Copy the items below, beginning at the line that contains "Could you please locate the seahawks" and stopping after the line that contains "xmin=348 ymin=72 xmax=742 ymax=621", with the requests included. Multiply each bounding box coordinate in the answers by 0.95 and round it to a whole number, halves up. Leave the requests and their format samples unchanged.

> [DATASET]:
************
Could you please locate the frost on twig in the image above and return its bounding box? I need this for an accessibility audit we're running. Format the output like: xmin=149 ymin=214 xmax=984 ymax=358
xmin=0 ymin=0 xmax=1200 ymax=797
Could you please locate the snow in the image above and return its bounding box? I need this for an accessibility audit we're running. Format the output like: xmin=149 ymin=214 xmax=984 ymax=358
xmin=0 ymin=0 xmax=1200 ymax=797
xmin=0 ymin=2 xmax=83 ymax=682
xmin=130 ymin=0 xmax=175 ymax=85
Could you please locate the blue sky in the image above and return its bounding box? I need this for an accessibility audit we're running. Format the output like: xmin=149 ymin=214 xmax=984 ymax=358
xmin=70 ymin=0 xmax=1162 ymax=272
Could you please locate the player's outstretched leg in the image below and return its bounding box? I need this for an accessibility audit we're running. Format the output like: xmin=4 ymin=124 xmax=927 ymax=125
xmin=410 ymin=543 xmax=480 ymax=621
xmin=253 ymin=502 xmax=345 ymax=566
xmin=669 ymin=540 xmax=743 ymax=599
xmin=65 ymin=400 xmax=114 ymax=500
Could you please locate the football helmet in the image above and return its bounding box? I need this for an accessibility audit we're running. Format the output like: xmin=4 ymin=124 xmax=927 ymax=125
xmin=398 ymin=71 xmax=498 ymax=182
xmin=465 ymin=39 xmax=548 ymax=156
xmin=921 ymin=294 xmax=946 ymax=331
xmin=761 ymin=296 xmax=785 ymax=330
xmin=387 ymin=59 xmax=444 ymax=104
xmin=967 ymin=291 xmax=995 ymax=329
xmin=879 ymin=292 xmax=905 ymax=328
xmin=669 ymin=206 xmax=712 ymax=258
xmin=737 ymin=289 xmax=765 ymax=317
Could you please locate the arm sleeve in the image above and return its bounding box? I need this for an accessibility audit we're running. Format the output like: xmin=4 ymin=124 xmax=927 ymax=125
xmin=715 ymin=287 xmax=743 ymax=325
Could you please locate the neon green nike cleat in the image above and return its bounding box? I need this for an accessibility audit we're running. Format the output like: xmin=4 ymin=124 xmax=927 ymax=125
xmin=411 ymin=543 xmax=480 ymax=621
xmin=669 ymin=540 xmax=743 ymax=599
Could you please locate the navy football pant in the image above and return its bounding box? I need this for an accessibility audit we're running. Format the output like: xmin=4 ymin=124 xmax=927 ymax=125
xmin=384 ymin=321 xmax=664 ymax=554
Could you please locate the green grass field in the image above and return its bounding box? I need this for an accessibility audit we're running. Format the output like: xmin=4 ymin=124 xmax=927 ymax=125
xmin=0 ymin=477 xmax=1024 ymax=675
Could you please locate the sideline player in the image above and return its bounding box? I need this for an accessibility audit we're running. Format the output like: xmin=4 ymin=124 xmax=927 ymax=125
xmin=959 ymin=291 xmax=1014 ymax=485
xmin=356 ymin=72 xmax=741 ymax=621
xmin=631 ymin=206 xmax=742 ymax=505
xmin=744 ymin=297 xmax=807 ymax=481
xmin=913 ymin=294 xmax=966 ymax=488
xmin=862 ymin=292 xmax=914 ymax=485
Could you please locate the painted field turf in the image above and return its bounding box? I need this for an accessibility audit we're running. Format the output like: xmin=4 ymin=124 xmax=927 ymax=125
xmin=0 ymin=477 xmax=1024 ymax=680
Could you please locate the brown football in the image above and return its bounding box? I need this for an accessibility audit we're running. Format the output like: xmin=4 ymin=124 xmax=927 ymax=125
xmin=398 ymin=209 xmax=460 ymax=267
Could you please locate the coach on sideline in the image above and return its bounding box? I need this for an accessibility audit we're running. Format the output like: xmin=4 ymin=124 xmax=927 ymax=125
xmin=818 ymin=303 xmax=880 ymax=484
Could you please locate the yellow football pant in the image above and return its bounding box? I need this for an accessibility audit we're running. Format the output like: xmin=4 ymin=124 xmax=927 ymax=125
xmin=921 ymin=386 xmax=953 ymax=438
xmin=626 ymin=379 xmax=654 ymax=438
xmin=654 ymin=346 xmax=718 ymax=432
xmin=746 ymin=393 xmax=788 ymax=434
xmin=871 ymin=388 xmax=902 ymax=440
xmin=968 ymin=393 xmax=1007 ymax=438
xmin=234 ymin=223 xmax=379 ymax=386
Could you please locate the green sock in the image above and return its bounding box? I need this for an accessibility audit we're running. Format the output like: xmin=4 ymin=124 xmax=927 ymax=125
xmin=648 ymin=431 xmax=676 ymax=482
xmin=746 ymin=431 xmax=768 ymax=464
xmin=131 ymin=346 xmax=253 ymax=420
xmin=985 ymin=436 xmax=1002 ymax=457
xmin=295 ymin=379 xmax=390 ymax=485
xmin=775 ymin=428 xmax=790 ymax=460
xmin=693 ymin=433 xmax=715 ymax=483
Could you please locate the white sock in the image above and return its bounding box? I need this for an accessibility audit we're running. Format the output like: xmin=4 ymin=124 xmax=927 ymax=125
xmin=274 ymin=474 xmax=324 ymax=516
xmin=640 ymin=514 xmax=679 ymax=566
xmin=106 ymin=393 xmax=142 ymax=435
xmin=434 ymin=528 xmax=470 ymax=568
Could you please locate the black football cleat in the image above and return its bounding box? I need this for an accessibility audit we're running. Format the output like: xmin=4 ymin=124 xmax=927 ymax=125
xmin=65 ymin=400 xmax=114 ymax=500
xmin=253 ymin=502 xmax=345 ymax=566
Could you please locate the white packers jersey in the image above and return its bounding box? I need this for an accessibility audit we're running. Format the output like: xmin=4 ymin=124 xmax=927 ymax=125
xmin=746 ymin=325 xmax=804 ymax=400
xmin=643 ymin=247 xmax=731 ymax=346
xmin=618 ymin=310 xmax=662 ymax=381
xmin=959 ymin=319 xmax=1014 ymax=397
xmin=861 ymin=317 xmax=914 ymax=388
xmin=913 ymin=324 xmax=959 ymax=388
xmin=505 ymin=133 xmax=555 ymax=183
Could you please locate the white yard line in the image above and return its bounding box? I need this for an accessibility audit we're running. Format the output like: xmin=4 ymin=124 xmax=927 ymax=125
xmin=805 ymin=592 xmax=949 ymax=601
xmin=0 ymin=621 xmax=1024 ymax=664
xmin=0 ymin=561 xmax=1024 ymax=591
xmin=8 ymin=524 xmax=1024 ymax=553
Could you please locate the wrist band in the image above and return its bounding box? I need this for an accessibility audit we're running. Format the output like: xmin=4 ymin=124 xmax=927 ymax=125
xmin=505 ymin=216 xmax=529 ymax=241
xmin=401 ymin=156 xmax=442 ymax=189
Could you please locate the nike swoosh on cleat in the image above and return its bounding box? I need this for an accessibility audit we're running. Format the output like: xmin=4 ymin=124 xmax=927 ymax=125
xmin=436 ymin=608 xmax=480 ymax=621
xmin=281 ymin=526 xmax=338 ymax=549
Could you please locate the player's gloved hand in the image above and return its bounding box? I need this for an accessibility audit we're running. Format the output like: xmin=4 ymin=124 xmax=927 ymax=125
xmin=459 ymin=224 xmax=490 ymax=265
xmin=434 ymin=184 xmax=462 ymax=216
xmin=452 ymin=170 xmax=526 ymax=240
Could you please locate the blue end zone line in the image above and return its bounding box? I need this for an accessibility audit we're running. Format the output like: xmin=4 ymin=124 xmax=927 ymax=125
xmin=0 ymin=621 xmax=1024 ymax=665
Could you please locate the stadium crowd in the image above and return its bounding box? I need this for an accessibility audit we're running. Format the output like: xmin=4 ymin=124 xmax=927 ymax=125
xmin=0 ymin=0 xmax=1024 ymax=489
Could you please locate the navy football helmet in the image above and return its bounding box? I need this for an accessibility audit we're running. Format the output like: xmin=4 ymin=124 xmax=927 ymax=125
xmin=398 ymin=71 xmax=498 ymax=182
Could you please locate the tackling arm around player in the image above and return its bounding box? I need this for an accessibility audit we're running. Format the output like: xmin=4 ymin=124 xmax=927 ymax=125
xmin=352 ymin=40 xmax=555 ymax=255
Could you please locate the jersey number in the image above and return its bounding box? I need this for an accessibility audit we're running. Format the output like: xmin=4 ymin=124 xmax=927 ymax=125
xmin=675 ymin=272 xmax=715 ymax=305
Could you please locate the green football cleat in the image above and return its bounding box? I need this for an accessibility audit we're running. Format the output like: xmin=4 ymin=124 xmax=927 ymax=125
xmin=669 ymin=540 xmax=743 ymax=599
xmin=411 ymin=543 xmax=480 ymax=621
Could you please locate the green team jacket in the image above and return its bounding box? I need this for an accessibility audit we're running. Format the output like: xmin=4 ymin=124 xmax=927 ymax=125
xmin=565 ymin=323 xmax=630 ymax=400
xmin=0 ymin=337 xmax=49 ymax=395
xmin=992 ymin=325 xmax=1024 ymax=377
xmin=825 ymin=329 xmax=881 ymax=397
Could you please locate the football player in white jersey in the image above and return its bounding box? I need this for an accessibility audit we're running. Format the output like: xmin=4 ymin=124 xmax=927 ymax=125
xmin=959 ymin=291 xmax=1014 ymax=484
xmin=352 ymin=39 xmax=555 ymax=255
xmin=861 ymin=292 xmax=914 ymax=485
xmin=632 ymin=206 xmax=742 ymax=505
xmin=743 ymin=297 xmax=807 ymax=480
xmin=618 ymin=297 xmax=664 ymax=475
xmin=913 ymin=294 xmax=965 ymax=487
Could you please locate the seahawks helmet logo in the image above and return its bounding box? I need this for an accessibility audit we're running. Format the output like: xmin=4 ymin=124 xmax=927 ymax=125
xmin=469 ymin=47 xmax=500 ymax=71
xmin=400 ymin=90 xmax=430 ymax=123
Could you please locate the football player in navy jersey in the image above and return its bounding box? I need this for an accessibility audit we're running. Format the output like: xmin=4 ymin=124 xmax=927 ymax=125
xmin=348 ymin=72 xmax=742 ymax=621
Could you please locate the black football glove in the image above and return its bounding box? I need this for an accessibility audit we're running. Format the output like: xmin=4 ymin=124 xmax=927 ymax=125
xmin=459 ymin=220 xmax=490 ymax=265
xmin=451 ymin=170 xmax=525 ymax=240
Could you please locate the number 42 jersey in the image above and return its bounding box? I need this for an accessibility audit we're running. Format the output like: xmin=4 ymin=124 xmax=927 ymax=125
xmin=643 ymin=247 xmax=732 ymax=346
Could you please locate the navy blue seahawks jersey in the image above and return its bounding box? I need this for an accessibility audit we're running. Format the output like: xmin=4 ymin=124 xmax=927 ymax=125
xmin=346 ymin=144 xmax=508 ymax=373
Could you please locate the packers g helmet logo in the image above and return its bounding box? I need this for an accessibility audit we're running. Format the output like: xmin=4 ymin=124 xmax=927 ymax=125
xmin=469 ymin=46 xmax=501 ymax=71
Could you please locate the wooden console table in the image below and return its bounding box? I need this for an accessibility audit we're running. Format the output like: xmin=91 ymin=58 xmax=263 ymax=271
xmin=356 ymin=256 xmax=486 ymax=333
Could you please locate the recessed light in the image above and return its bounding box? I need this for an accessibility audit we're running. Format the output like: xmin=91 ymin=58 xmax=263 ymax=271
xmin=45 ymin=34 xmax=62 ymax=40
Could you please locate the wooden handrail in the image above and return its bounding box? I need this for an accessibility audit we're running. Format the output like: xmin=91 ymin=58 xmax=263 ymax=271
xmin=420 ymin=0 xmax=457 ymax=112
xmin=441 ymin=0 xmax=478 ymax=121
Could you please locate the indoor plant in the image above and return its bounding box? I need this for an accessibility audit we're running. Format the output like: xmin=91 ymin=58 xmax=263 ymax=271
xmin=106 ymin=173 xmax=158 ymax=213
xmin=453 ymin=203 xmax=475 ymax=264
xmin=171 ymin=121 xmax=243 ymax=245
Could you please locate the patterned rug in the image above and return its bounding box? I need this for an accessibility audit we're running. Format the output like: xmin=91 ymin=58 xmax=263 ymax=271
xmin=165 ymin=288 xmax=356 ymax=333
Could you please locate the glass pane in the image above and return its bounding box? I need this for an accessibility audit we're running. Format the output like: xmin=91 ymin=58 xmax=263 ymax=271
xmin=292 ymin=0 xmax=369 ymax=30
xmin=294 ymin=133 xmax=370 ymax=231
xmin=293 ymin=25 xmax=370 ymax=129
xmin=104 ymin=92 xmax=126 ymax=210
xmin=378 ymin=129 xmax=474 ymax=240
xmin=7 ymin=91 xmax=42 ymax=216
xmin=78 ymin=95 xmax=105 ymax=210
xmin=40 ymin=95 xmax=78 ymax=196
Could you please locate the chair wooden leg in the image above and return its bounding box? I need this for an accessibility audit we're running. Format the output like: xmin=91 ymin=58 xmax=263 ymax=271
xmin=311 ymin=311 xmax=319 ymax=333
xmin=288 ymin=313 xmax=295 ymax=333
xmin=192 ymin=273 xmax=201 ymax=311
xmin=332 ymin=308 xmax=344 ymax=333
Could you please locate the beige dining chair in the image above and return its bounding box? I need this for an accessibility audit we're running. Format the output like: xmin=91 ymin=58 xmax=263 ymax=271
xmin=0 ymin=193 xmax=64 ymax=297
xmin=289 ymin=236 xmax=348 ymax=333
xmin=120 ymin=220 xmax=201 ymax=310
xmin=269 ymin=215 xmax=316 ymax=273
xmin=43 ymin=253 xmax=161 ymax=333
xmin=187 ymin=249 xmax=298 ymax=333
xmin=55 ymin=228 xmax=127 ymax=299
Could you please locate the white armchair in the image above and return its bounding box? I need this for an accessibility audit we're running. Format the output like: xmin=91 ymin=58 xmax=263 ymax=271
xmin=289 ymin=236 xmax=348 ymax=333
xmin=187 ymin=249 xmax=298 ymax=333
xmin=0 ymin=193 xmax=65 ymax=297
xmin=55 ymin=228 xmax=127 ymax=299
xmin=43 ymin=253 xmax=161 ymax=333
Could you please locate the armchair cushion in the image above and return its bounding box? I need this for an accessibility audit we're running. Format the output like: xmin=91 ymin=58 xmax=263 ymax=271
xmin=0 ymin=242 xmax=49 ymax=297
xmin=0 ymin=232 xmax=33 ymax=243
************
> [PROBLEM SOLUTION]:
Could you please locate the seahawks helmet logo in the image above and return its bounding box? I need this for an accessibility audit we're running. Format the output like: xmin=4 ymin=124 xmax=927 ymax=125
xmin=446 ymin=45 xmax=475 ymax=67
xmin=380 ymin=86 xmax=409 ymax=117
Could you please locate the football player in navy jersey in the image above and return its bounding box? I need this for an accessibility audit we're running. Format the output like: xmin=4 ymin=124 xmax=927 ymax=125
xmin=331 ymin=68 xmax=705 ymax=590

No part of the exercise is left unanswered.